# [TASK STATEMENT]
Copying exactly, give the lines in the material below from the one with "x=163, y=323" to the one with "x=15, y=274", ends included, and nothing besides.

# [RECORDS SUPPLIED]
··········
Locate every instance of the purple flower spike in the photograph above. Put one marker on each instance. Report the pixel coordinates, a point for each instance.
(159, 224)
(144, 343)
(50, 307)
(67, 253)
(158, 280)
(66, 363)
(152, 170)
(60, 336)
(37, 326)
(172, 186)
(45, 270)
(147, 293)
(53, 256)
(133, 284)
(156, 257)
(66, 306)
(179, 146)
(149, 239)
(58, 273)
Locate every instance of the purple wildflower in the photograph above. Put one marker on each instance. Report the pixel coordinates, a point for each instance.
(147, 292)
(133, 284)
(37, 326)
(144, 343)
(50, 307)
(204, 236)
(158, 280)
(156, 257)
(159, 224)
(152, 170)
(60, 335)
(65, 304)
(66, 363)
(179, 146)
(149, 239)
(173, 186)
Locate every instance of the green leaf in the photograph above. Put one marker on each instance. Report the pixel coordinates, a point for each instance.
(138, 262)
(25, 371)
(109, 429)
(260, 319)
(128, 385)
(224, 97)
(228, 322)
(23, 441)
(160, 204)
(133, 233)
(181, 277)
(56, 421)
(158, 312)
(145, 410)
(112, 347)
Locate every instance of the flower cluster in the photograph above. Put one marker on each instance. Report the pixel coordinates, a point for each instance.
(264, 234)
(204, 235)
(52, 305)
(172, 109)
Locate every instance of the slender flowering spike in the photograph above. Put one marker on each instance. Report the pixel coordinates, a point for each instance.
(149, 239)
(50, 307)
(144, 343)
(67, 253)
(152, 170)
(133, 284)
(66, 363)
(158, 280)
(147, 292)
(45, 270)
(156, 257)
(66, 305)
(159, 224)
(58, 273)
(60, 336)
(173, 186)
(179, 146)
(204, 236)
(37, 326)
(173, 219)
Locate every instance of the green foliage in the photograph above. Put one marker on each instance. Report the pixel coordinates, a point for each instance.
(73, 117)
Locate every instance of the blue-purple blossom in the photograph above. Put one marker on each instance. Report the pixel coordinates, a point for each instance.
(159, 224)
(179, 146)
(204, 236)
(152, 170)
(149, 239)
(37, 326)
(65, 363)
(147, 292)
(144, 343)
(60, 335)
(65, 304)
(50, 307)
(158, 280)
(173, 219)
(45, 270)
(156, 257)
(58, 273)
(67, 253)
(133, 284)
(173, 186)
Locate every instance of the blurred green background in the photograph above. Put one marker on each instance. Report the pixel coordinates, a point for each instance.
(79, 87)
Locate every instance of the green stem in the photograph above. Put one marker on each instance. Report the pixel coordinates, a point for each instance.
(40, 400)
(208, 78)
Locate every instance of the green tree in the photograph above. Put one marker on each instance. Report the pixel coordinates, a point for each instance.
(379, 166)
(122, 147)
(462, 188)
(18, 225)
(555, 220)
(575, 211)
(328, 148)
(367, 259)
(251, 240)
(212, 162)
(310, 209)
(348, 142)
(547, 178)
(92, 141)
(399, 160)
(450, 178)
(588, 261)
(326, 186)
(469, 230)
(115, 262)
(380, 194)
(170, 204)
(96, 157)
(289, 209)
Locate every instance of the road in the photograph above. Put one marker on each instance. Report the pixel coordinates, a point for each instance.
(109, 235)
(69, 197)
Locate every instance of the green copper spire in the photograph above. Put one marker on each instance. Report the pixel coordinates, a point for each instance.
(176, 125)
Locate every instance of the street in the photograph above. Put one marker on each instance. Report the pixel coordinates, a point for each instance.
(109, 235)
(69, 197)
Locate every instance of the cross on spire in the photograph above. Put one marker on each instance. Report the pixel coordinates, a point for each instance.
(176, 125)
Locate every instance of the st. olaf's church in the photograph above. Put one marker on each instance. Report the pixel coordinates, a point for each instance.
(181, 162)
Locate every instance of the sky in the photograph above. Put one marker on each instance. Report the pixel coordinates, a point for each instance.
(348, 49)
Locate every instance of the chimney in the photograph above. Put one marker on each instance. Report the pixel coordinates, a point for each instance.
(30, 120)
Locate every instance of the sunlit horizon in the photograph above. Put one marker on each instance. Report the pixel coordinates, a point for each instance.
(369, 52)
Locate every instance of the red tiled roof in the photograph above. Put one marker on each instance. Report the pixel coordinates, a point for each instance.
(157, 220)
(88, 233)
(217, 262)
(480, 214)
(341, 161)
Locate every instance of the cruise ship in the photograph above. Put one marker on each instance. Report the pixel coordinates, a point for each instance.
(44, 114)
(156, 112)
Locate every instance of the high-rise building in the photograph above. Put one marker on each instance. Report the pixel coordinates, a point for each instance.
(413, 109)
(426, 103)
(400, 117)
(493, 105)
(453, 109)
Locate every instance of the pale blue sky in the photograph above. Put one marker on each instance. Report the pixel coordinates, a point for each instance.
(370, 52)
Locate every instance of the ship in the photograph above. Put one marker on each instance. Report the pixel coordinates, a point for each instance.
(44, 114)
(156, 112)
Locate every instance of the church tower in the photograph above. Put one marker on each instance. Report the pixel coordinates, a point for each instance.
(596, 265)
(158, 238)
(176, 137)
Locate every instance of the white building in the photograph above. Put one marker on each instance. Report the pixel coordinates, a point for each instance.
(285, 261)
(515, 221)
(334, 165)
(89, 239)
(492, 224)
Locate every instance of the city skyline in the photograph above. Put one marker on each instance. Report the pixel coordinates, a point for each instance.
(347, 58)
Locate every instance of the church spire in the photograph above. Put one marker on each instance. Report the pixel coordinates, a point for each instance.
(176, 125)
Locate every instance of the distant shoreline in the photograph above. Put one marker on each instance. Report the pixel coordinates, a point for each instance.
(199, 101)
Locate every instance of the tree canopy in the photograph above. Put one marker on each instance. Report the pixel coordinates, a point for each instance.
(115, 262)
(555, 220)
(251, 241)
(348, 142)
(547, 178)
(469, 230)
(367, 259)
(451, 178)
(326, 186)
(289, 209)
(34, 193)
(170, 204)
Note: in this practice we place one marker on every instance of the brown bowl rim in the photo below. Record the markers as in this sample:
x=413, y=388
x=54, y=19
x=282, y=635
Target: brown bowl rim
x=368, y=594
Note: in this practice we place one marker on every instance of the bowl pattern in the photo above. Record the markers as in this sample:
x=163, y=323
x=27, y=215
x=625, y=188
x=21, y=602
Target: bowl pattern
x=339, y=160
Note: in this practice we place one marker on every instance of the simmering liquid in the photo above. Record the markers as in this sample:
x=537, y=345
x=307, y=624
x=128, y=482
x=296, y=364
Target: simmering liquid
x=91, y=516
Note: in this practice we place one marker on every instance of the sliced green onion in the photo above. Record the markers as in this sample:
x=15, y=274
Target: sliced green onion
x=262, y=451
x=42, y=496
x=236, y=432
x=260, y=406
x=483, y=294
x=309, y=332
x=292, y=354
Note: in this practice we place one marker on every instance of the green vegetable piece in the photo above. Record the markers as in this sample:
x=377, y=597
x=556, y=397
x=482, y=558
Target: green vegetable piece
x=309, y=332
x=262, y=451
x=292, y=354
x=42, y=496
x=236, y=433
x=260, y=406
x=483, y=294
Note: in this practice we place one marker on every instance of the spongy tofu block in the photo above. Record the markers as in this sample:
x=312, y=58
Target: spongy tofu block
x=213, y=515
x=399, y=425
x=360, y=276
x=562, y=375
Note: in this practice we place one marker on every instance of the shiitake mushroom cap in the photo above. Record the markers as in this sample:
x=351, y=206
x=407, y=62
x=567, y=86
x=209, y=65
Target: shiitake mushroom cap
··········
# [ANSWER BELOW]
x=163, y=323
x=27, y=215
x=625, y=188
x=21, y=602
Target: bowl pattern
x=339, y=160
Note: in this practice we place one marker on every instance of the simmering liquid in the photo above. Record the markers as in this sample:
x=537, y=345
x=307, y=624
x=128, y=482
x=296, y=364
Target: simmering liquid
x=91, y=516
Note: in this practice we place one marker on every instance of the sliced green onion in the photo above. Record the markers as in this sample:
x=15, y=274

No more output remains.